→ Exercise tasks
- A) Reproduce the load flow passage word for word, between "Accurate representation of" and "to real-world data.", inclusive.
- B) According to the load flow passage, which distribution is typically used to model wind speed?

* START Given passage *

Dynamic Probabilistic Load Flow Analysis: Integrating Wind, Solar, and Electric Vehicle Uncertainty

The evolving energy paradigm, driven by the imperative to mitigate climate change and enhance energy security, has ushered in an unprecedented integration of variable renewable energy sources like wind and photovoltaic (PV) generation into modern power grids. Concurrently, the global push towards electrification of transportation is leading to a rapid proliferation of electric vehicle cars. While this transition is crucial for a sustainable future, the inherent variability and uncertainty of these new resources present significant challenges to power system operation, affecting stability, security, and power quality. Conventional deterministic load flow analysis is ill-equipped to quantify these risks, necessitating advanced probabilistic methods. This paper presents a comprehensive framework for dynamic probabilistic load flow (DPLF) analysis that explicitly models the spatial and temporal uncertainties introduced by correlated wind-PV generation and geographically distributed electric vehicle car charging loads.

The core challenge lies in accurately characterizing the input random variables. Wind and solar power outputs are intrinsically intermittent and weather-dependent. Furthermore, geographically proximate wind farms or PV plants exhibit spatial correlation—their outputs do not vary independently but often rise and fall together due to shared weather patterns. Ignoring this correlation can lead to an underestimation of collective power fluctuations and associated grid impacts. Similarly, the charging demand from a fleet of electric vehicle cars is not a simple aggregate; it is a complex function of user behavior, traffic network dynamics, travel patterns, ambient conditions, and the availability of charging infrastructure. A realistic model must capture this spatiotemporal distribution.

To address these challenges, our methodology is built upon three foundational pillars: 1) a hybrid parametric-nonparametric probability model for wind and PV generation, coupled with a Copula function to capture their interdependence; 2) a high-fidelity model for electric vehicle car charging loads that incorporates road network constraints, detailed travel and charging characteristics, ambient temperature effects, and queueing theory for charging station delays; and 3) an efficient DPLF solution algorithm combining the Nataf transformation with Singular Value Decomposition (SVD) for correlation handling, the cumulant method for probabilistic convolution, and the Gram-Charlier series expansion for reconstructing output probability distributions.

1. Probabilistic Modeling of Input Uncertainties

1.1 Correlated Wind and PV Generation Model

Accurate representation of renewable generation uncertainty is paramount. We employ a hybrid approach. For parametric fitting, wind speed is typically modeled by a Weibull distribution, and solar irradiance by a Beta distribution, which are then transformed to power outputs using the respective generator’s power curve. To enhance accuracy, especially when empirical data deviates from standard parametric forms, we augment this with a nonparametric kernel density estimation (KDE). The probability density function (PDF) for a generation output $P$ is estimated as:

$$f(P) = \frac{1}{nh}\sum_{i=1}^{n} K\left(\frac{P – P_i}{h}\right)$$

where $n$ is the number of historical samples, $h$ is the bandwidth, $K(\cdot)$ is the kernel function (e.g., Gaussian), and $P_i$ is the $i$-th historical power output sample. This combined method provides a more robust fit to real-world data.

* END Given passage *
* START Extracted data *

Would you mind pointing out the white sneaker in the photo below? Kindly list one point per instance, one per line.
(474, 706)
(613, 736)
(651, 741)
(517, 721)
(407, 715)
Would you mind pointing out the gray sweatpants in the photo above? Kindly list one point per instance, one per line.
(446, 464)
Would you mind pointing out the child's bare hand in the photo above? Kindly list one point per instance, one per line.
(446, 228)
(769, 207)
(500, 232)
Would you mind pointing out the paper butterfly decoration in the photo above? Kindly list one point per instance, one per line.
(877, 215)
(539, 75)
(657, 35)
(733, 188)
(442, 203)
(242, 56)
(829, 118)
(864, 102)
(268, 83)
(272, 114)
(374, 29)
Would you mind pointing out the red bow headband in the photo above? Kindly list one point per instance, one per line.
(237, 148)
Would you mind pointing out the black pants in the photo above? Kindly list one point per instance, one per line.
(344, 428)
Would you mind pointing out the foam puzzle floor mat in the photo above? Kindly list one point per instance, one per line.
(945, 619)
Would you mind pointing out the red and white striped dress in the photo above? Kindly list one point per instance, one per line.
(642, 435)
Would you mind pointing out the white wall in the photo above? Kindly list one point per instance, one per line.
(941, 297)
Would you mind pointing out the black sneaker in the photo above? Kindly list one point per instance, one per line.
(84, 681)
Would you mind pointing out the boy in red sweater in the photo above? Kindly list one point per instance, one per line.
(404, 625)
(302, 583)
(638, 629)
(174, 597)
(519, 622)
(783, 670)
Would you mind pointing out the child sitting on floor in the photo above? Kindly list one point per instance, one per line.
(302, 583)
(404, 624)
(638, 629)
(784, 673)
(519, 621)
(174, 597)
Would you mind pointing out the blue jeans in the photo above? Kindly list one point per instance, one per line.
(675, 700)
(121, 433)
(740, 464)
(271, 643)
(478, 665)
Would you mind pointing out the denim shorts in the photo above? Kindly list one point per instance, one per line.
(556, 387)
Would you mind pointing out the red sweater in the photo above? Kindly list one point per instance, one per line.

* END Extracted data *

→ Worked answers
- A)
Accurate representation of renewable generation uncertainty is paramount. We employ a hybrid approach. For parametric fitting, wind speed is typically modeled by a Weibull distribution, and solar irradiance by a Beta distribution, which are then transformed to power outputs using the respective generator’s power curve. To enhance accuracy, especially when empirical data deviates from standard parametric forms, we augment this with a nonparametric kernel density estimation (KDE). The probability density function (PDF) for a generation output $P$ is estimated as:

$$f(P) = \frac{1}{nh}\sum_{i=1}^{n} K\left(\frac{P – P_i}{h}\right)$$

where $n$ is the number of historical samples, $h$ is the bandwidth, $K(\cdot)$ is the kernel function (e.g., Gaussian), and $P_i$ is the $i$-th historical power output sample. This combined method provides a more robust fit to real-world data.

- B) A Weibull distribution.